**Exercise description**
Every line containing the string "grass" is to be copied from the records.

**Supplied material**
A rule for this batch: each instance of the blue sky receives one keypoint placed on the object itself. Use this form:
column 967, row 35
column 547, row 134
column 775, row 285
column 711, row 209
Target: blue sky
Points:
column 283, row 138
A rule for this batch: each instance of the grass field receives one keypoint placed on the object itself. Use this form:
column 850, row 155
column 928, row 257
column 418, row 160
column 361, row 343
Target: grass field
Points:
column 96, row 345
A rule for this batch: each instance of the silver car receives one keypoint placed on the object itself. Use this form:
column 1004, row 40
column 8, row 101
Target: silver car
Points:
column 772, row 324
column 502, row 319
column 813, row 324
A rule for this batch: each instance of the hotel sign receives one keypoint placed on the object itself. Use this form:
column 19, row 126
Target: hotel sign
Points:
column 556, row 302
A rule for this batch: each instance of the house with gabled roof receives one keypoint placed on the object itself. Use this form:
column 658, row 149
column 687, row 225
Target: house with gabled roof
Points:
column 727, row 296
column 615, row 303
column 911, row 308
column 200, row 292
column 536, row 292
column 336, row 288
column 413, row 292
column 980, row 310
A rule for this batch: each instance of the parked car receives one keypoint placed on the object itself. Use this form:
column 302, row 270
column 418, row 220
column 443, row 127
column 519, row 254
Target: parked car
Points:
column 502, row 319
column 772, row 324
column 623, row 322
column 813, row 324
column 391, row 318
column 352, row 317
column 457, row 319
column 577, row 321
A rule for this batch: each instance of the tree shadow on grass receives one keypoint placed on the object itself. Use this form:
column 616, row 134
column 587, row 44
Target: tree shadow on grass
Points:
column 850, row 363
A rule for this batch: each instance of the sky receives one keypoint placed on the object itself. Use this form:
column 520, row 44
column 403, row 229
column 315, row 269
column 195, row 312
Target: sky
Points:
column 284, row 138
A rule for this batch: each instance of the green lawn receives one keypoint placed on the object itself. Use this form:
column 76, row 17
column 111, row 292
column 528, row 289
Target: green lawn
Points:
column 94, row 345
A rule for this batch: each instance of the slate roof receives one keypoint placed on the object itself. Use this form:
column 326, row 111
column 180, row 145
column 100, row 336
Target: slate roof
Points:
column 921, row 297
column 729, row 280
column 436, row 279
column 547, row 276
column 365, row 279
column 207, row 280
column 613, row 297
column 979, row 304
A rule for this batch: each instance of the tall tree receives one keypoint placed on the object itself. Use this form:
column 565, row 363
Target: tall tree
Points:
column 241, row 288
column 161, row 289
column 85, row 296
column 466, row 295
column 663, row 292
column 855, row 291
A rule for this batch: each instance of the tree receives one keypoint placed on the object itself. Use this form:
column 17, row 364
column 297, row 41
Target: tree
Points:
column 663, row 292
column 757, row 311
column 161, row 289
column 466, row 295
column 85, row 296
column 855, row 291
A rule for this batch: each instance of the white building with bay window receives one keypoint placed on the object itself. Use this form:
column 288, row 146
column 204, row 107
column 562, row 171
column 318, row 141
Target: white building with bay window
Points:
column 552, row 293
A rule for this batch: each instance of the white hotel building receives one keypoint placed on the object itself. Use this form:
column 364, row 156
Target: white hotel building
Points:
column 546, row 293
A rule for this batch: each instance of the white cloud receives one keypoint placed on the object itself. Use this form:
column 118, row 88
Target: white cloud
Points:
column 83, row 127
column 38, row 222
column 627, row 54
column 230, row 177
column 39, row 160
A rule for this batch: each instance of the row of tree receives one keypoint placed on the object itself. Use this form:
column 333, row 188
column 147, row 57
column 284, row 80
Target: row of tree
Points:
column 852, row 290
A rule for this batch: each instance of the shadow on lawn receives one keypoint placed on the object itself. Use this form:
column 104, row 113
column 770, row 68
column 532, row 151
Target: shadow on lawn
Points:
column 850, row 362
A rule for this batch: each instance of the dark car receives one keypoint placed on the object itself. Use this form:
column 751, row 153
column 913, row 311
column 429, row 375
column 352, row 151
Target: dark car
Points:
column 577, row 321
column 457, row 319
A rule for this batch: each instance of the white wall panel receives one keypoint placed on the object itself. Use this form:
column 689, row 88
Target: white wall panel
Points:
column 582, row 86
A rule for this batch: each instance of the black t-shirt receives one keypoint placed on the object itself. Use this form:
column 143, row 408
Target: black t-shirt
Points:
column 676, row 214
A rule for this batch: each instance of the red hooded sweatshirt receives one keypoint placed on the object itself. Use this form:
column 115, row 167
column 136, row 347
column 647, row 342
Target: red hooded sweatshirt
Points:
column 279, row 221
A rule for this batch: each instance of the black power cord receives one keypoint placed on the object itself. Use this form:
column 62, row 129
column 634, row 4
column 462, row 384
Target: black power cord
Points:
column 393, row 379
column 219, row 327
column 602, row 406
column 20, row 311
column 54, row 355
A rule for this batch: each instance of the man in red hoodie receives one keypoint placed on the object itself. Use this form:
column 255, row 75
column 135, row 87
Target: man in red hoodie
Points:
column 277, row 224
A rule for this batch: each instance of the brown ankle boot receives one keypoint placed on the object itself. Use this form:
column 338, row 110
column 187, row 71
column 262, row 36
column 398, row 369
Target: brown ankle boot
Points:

**Expected output**
A rule for this batch: each instance of the grass field receives one keypoint placed on the object itself. Use this form:
Target: grass field
A rule for this batch: each instance of the tree shadow on grass receives one keypoint placed on the object itself. Use this form:
Target: tree shadow on grass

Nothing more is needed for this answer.